* Problem to solve: In the rows below, from the line containing "Mark the hanging" through the end of the rows, please swap "target phrase" for "query phrase" and write those lines back out with nothing else altered. Leave the pictures out of your answer.

* Data provided:
━━━━━━━━━━
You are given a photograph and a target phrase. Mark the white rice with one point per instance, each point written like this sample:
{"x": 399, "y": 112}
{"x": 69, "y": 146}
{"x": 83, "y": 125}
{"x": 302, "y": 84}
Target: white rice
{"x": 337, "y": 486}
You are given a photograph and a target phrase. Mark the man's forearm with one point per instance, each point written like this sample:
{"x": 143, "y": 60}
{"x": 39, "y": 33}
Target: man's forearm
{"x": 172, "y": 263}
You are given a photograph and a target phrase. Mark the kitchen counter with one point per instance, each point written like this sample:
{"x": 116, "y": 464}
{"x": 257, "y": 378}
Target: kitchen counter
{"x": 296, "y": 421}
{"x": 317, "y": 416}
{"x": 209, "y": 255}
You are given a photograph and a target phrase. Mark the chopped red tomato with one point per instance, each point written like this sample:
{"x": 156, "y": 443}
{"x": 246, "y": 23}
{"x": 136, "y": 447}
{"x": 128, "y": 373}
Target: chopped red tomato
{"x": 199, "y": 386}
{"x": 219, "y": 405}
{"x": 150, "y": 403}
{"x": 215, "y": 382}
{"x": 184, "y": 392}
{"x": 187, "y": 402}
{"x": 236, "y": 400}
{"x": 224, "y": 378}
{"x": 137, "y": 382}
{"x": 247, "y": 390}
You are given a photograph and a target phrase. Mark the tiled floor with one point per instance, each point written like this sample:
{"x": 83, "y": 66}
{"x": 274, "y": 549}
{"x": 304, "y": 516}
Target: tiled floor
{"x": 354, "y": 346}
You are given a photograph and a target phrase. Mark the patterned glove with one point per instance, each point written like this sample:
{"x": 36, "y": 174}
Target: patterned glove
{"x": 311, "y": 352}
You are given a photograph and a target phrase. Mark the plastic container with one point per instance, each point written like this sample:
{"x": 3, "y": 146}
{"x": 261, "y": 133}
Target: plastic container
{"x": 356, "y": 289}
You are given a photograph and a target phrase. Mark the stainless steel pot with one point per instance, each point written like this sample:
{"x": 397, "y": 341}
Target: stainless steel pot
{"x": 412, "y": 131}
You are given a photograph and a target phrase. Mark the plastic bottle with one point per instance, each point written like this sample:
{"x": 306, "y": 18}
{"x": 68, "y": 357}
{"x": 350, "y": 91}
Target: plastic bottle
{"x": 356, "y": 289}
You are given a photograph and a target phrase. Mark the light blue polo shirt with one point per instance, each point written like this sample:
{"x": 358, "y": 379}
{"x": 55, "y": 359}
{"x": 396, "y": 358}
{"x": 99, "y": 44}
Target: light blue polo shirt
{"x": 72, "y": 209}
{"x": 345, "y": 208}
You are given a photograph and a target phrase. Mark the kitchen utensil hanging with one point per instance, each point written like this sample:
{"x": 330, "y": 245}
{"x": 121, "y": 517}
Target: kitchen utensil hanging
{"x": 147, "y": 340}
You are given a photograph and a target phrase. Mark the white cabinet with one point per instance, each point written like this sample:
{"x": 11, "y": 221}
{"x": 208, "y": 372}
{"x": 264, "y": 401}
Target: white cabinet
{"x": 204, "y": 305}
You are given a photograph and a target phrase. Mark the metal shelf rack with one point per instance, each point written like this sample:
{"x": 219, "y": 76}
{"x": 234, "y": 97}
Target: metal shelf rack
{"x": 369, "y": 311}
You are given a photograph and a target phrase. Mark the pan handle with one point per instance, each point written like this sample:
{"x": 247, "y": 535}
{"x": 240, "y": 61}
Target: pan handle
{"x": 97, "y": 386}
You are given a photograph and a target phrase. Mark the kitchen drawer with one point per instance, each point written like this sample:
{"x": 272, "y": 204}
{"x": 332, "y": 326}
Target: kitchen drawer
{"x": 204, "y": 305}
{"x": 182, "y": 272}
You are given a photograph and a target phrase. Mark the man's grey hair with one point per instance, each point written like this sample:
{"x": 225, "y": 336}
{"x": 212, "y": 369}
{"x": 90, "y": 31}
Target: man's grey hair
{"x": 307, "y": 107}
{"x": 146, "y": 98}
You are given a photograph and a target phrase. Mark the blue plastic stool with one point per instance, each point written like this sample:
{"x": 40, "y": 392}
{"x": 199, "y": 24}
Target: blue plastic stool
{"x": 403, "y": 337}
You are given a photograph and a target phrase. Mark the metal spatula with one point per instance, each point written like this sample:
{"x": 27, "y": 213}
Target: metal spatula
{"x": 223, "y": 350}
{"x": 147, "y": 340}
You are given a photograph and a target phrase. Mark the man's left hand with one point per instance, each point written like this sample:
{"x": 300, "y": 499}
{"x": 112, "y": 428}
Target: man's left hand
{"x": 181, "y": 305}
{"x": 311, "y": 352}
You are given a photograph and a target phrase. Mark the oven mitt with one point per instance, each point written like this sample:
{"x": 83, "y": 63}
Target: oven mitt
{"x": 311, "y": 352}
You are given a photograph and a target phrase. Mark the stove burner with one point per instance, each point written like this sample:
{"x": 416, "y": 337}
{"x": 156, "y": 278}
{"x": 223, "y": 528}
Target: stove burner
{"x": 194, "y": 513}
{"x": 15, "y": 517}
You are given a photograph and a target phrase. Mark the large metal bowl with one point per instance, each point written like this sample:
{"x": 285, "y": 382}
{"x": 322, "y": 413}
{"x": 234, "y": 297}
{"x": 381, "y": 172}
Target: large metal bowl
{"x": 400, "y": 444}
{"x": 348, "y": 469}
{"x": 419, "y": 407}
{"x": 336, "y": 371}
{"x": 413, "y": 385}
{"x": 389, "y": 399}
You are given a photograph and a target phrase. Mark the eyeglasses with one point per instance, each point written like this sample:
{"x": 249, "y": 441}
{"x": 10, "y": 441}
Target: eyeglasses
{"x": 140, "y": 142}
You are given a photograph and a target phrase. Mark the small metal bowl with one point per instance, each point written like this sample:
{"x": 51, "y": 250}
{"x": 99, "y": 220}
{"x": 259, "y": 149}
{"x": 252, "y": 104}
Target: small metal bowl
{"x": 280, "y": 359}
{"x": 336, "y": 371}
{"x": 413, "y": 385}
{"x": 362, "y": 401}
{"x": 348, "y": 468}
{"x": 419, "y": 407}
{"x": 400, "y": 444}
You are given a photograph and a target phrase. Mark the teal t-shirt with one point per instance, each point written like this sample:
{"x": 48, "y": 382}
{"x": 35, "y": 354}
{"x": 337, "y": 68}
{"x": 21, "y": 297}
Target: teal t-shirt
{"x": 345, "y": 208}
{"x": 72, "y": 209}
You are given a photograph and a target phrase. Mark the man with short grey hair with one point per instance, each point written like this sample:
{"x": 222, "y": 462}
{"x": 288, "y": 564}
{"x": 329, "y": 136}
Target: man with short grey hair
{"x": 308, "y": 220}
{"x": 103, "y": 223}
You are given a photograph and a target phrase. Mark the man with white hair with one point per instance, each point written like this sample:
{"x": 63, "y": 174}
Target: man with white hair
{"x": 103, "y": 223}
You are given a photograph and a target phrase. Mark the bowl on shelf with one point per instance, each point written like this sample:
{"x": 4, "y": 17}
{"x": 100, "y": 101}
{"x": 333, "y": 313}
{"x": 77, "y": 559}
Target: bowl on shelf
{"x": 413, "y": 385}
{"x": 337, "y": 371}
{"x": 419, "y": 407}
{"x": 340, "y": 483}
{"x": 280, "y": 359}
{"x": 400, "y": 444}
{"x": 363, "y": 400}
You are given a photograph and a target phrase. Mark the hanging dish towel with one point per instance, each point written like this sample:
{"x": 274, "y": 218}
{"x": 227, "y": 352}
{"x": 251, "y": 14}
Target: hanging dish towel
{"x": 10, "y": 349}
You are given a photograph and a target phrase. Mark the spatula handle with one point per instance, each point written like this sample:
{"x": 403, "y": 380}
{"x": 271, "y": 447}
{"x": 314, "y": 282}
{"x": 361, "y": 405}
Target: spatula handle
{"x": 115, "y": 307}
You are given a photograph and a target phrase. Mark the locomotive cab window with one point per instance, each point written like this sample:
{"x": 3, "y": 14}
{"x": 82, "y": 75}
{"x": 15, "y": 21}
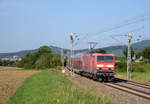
━━━━━━━━━━
* Reply to the exercise:
You are given a photograph and a query phrase. Mark the hanging dish towel with one point per instance, each point written like this sample:
{"x": 274, "y": 218}
{"x": 227, "y": 352}
{"x": 251, "y": 14}
Target: hanging dish towel
{"x": 10, "y": 349}
You are given a photograph and a query phrase. Mark the spatula handle with one point per instance, each point written like this sample:
{"x": 403, "y": 380}
{"x": 271, "y": 447}
{"x": 314, "y": 282}
{"x": 361, "y": 405}
Target: spatula handle
{"x": 115, "y": 307}
You are given a photograph and a query phrase. Mark the locomotive cab window with one point per instance, each point written like this sample:
{"x": 3, "y": 14}
{"x": 82, "y": 75}
{"x": 15, "y": 21}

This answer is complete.